- [Available data]:
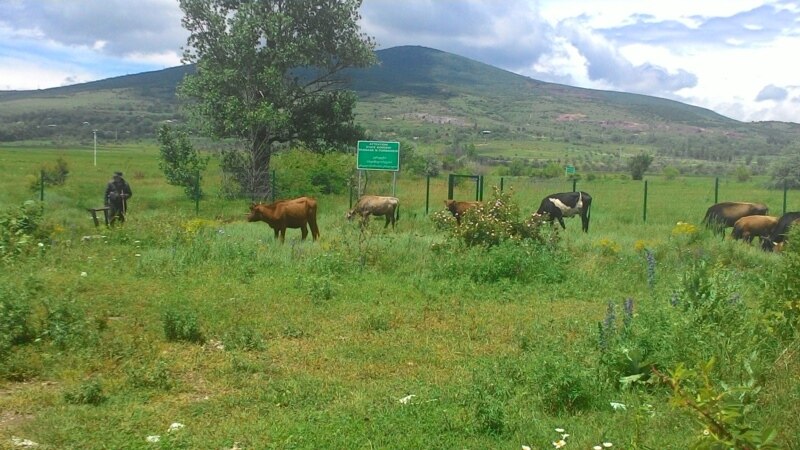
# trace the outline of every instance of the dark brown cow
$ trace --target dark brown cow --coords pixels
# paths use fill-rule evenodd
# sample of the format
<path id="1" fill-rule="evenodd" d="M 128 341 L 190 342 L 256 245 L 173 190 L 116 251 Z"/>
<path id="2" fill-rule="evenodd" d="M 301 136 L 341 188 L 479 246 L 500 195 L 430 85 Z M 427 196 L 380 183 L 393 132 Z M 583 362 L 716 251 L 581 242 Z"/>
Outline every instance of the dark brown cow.
<path id="1" fill-rule="evenodd" d="M 711 205 L 706 210 L 703 223 L 714 233 L 725 236 L 725 228 L 732 227 L 737 220 L 746 216 L 763 216 L 769 212 L 763 203 L 723 202 Z"/>
<path id="2" fill-rule="evenodd" d="M 732 239 L 742 239 L 748 244 L 758 236 L 763 241 L 769 237 L 772 229 L 778 223 L 778 218 L 773 216 L 744 216 L 733 224 Z"/>
<path id="3" fill-rule="evenodd" d="M 464 216 L 464 213 L 480 204 L 481 202 L 460 202 L 457 200 L 444 201 L 444 205 L 447 207 L 447 210 L 453 214 L 453 217 L 456 218 L 456 223 L 459 225 L 461 225 L 461 218 Z"/>
<path id="4" fill-rule="evenodd" d="M 787 212 L 782 215 L 778 219 L 778 223 L 772 228 L 772 233 L 770 233 L 769 237 L 761 240 L 761 248 L 768 252 L 780 251 L 786 242 L 786 235 L 789 233 L 789 229 L 797 224 L 800 224 L 799 211 Z"/>
<path id="5" fill-rule="evenodd" d="M 383 228 L 400 220 L 400 200 L 397 197 L 383 197 L 380 195 L 364 195 L 358 199 L 356 206 L 347 212 L 347 220 L 352 220 L 356 215 L 361 216 L 361 226 L 369 223 L 369 216 L 384 216 L 386 223 Z"/>
<path id="6" fill-rule="evenodd" d="M 317 201 L 311 197 L 300 197 L 291 200 L 280 200 L 269 205 L 253 203 L 250 205 L 248 222 L 266 222 L 275 230 L 275 239 L 283 243 L 287 228 L 300 228 L 303 240 L 308 236 L 308 226 L 311 228 L 313 240 L 319 238 L 317 228 Z"/>

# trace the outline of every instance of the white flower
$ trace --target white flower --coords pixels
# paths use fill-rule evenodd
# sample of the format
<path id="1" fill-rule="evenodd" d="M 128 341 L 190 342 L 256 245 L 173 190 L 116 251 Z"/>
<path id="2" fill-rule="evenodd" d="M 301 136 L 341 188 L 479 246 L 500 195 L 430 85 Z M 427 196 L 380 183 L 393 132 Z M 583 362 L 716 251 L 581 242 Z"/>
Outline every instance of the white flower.
<path id="1" fill-rule="evenodd" d="M 139 253 L 134 253 L 134 255 L 133 255 L 133 256 L 135 256 L 135 257 L 137 257 L 137 258 L 138 258 L 138 257 L 140 257 L 140 256 L 142 256 L 142 255 L 141 255 L 141 254 L 139 254 Z"/>
<path id="2" fill-rule="evenodd" d="M 556 433 L 563 433 L 565 430 L 563 428 L 556 428 Z"/>
<path id="3" fill-rule="evenodd" d="M 44 244 L 42 244 L 41 242 L 39 242 L 39 247 L 44 247 Z"/>
<path id="4" fill-rule="evenodd" d="M 627 406 L 625 406 L 624 403 L 617 403 L 617 402 L 611 402 L 611 407 L 614 408 L 615 411 L 619 409 L 624 411 L 625 409 L 627 409 Z"/>
<path id="5" fill-rule="evenodd" d="M 406 404 L 408 404 L 408 403 L 411 403 L 411 399 L 412 399 L 412 398 L 414 398 L 414 397 L 416 397 L 416 395 L 414 395 L 414 394 L 411 394 L 411 395 L 406 395 L 405 397 L 401 398 L 401 399 L 400 399 L 400 400 L 398 400 L 398 401 L 399 401 L 400 403 L 402 403 L 402 404 L 406 405 Z"/>
<path id="6" fill-rule="evenodd" d="M 568 437 L 569 437 L 569 435 L 566 434 L 566 433 L 561 435 L 561 439 L 565 439 L 566 440 Z"/>
<path id="7" fill-rule="evenodd" d="M 592 447 L 592 450 L 603 450 L 603 447 L 600 447 L 599 445 L 595 445 L 594 447 Z"/>
<path id="8" fill-rule="evenodd" d="M 530 448 L 530 447 L 528 447 L 527 445 L 523 445 L 523 446 L 522 446 L 522 450 L 531 450 L 531 448 Z"/>
<path id="9" fill-rule="evenodd" d="M 180 430 L 181 428 L 185 427 L 186 425 L 180 422 L 172 422 L 172 425 L 169 426 L 167 433 L 172 433 L 173 431 Z"/>
<path id="10" fill-rule="evenodd" d="M 145 440 L 146 440 L 147 442 L 152 442 L 152 443 L 155 443 L 155 442 L 158 442 L 158 441 L 160 441 L 160 440 L 161 440 L 161 436 L 159 436 L 159 435 L 157 435 L 157 434 L 154 434 L 154 435 L 152 435 L 152 436 L 147 436 L 147 439 L 145 439 Z"/>
<path id="11" fill-rule="evenodd" d="M 560 441 L 553 442 L 553 446 L 555 448 L 561 448 L 561 447 L 563 447 L 565 445 L 567 445 L 567 441 L 565 441 L 563 439 L 561 439 Z"/>
<path id="12" fill-rule="evenodd" d="M 614 446 L 614 444 L 612 444 L 611 442 L 603 442 L 603 447 L 605 447 L 605 448 L 611 448 L 613 446 Z"/>
<path id="13" fill-rule="evenodd" d="M 81 272 L 81 276 L 82 276 L 82 277 L 88 277 L 88 276 L 89 276 L 89 274 L 88 274 L 88 273 L 86 273 L 86 272 Z"/>

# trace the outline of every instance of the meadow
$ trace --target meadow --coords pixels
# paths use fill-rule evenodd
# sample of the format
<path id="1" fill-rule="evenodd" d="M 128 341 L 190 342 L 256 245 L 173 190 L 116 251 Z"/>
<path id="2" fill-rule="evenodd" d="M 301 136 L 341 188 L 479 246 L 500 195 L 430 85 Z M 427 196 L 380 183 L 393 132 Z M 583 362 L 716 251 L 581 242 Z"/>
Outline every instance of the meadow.
<path id="1" fill-rule="evenodd" d="M 642 182 L 597 175 L 577 183 L 594 198 L 589 233 L 568 219 L 541 242 L 484 248 L 442 213 L 446 176 L 428 194 L 400 174 L 395 230 L 362 233 L 348 195 L 320 195 L 320 240 L 289 230 L 280 245 L 244 221 L 249 200 L 217 195 L 213 161 L 196 214 L 155 146 L 93 156 L 0 147 L 0 214 L 38 224 L 0 260 L 0 447 L 800 447 L 793 309 L 775 300 L 800 289 L 796 250 L 703 230 L 714 178 L 646 176 L 645 221 Z M 67 182 L 39 202 L 57 158 Z M 134 192 L 128 221 L 95 228 L 86 208 L 115 170 Z M 779 215 L 783 193 L 762 182 L 721 179 L 719 201 Z M 502 184 L 520 221 L 572 188 Z M 499 185 L 487 174 L 484 200 Z M 374 174 L 369 188 L 390 186 Z"/>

- [Your goal]:
Find the word "trace" in the records and pull out each line that has it.

- [Written solution]:
# trace the outline of every instance of the dark brown cow
$ trace --target dark brown cow --coords pixels
# trace the outline of every instance of the white flower
$ trace --target white flower --coords pixels
# trace the outline of every instance of the meadow
$ trace --target meadow --coords pixels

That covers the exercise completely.